**YOUR TASK:** Count the lines below that contain the word "Output", and give only the number.

(Box annotations for photos)
=-=-=-=-=
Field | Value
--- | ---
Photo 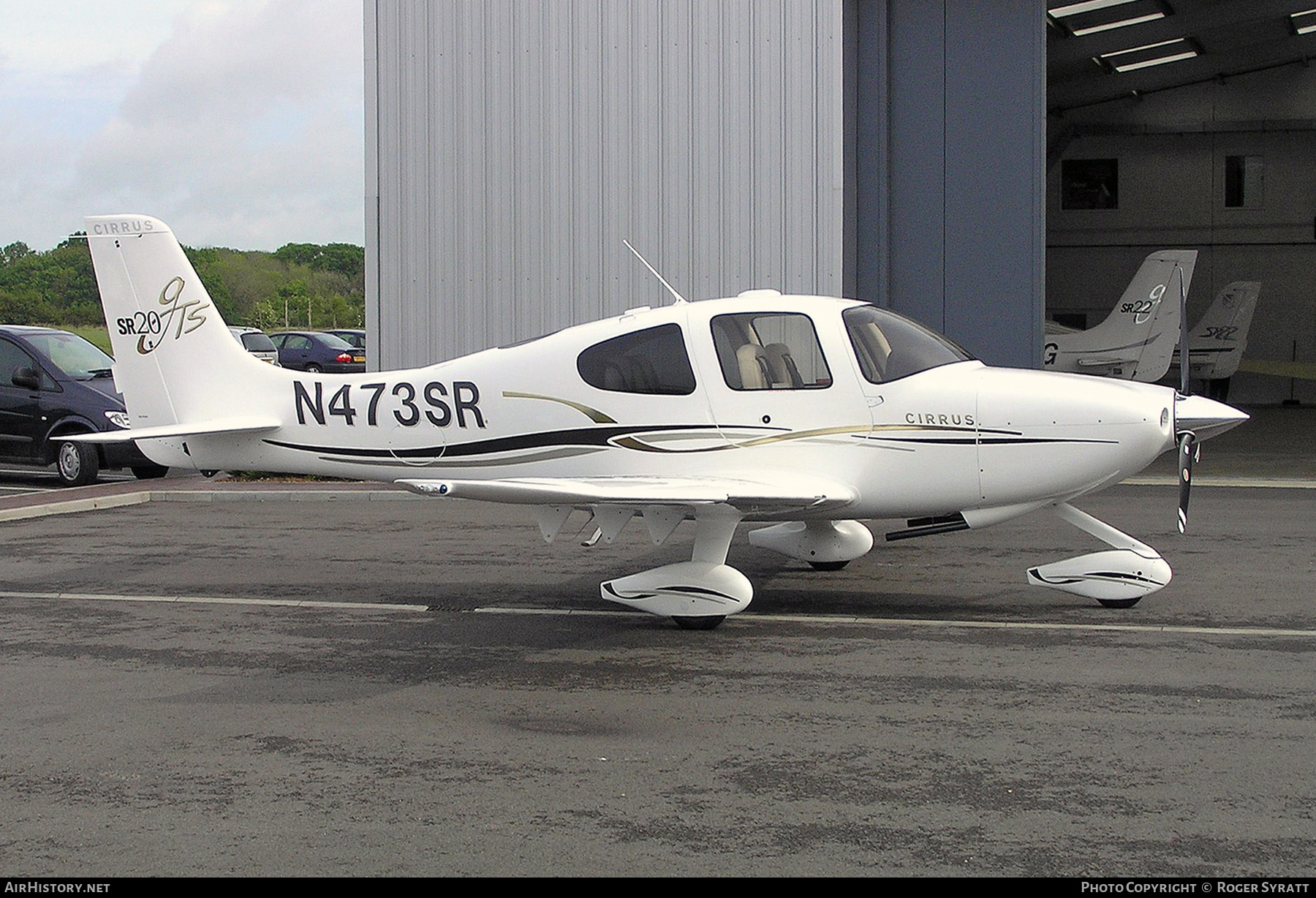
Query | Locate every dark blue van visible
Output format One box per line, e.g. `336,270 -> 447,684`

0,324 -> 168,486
=-=-=-=-=
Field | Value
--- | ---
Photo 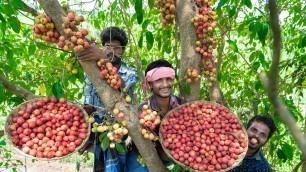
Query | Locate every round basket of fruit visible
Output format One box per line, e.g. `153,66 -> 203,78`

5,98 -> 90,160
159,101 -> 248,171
=-=-=-=-=
**ANSWER BELOW:** 2